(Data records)
--- Start ---

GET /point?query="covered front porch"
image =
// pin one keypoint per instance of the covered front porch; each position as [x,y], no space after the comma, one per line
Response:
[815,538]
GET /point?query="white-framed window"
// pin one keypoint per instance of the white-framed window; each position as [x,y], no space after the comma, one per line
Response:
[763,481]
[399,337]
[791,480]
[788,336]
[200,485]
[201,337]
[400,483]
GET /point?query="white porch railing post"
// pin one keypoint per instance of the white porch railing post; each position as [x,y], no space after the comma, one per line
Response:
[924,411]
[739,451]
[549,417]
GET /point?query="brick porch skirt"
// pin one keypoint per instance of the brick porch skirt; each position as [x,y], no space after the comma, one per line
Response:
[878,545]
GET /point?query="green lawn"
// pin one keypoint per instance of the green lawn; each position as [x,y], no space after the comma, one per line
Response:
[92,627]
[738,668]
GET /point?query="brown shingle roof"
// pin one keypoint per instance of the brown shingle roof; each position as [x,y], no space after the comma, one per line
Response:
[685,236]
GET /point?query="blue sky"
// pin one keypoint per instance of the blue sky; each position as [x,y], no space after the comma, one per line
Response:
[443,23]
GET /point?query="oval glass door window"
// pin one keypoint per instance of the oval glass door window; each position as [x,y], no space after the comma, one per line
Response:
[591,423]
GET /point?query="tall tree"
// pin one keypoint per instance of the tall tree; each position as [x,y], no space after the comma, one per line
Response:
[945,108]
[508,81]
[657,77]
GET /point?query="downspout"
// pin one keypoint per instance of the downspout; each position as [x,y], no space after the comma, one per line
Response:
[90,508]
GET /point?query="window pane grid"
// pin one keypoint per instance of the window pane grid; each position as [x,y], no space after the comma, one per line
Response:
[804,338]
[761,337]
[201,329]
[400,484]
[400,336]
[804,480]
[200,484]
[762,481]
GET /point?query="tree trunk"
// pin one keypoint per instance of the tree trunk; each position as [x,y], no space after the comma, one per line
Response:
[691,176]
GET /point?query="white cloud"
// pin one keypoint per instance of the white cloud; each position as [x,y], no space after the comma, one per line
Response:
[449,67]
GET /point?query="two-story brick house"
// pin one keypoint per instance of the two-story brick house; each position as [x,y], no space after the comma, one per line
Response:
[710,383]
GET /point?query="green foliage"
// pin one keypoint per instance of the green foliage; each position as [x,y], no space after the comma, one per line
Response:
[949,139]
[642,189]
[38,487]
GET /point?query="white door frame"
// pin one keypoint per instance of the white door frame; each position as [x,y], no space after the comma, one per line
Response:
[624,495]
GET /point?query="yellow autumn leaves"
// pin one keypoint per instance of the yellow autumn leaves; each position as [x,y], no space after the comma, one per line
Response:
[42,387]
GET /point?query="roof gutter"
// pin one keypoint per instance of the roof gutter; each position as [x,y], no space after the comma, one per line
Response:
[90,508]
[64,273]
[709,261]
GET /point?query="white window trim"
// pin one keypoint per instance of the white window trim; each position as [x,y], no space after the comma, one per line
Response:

--- End ---

• WHAT YOU HAVE TO DO: Transcribe the material above word for word.

• COMPLETED EXERCISE:
GET /point?query="covered front porch"
image =
// pin one keypoint per instance of the covered front porch; each position as [x,y], no space after the comma, one per line
Response:
[815,538]
GET /point?query="white-framed window"
// pin one keypoint per instance of the white-framed window; each position as [x,y], no space after the comma, one per line
Response:
[763,481]
[399,337]
[791,480]
[788,336]
[200,485]
[201,337]
[400,483]
GET /point?query="white porch railing post"
// pin one keypoint per instance of the white porch railing post; each position as [x,y], no space after the comma, one per line
Response:
[924,411]
[739,451]
[549,417]
GET /point?query="brick porch skirt"
// pin one keypoint per instance of the brick porch skirt; each position as [x,y], no space after the comma, one per line
Response:
[878,545]
GET /point?query="green lawn"
// pin one keypoint per instance of the green lawn; each position as [x,y], no space after the comma, one per line
Response:
[92,627]
[738,668]
GET /point?query="brown shingle roof"
// pin one keypoint per instance of the brown shingle roof; each position as [x,y], no space after the comma, one per line
Response:
[685,236]
GET /point?query="blue sky"
// pin one keypoint per instance of the blue sky; each position as [x,y], no space after the comma, one per line
Response:
[443,23]
GET /point?query="oval glass door window"
// pin one keypoint per instance of the oval glass door window; each position as [x,y], no space after the comma, one per line
Response:
[591,423]
GET /point?query="tall tree"
// pin one keypoint per instance of the tall tree; each position as [x,y], no space after the comma, one per line
Response:
[945,108]
[508,81]
[657,77]
GET /point?query="downspout"
// pin one keypoint per instance of the downspout; each position as [x,y], no space after the comma, one per line
Response:
[90,508]
GET /point?query="window pane grid"
// pin one keypoint per instance of the window pane grid; each position as [x,y], no space after the comma, one per line
Response:
[804,338]
[761,337]
[201,329]
[400,484]
[400,336]
[804,480]
[200,484]
[762,481]
GET /point?query="tree trunk"
// pin one keypoint per instance of the tree trunk; each position as [x,y], no space after the comma, one per line
Response:
[691,176]
GET /point?query="white cloud"
// pin one keypoint per instance of the white cloud; each position as [x,y], no space after the comma, one per line
Response:
[449,67]
GET /point?query="two-story brick house"
// pin one keypoint per instance of the two-story brick house; each position as [x,y], no space after the comma, one per line
Response:
[710,383]
GET /point?query="green foliage"
// pin one keypoint per instance of the green foliage; each position as [x,y], no space after the comma, one per line
Response:
[949,139]
[642,189]
[38,487]
GET /point?query="white door frame"
// pin one keypoint per instance of the white door frame; each position as [x,y], no space after the comma, one per line
Response:
[624,495]
GET /point?query="yellow autumn leaves"
// pin one keypoint per instance of the yellow autumn leaves; each position as [x,y], no space after the comma, one per line
Response:
[42,387]
GET /point?query="roof gutter"
// pin one keypoint per instance of the roof gutter; each position as [x,y], no space after the comma, one per line
Response:
[90,508]
[64,273]
[709,261]
GET /point?query="white window trim"
// pin one keypoint per instance of the white window trim; each position as [x,y], no space after the comma, one per line
Response:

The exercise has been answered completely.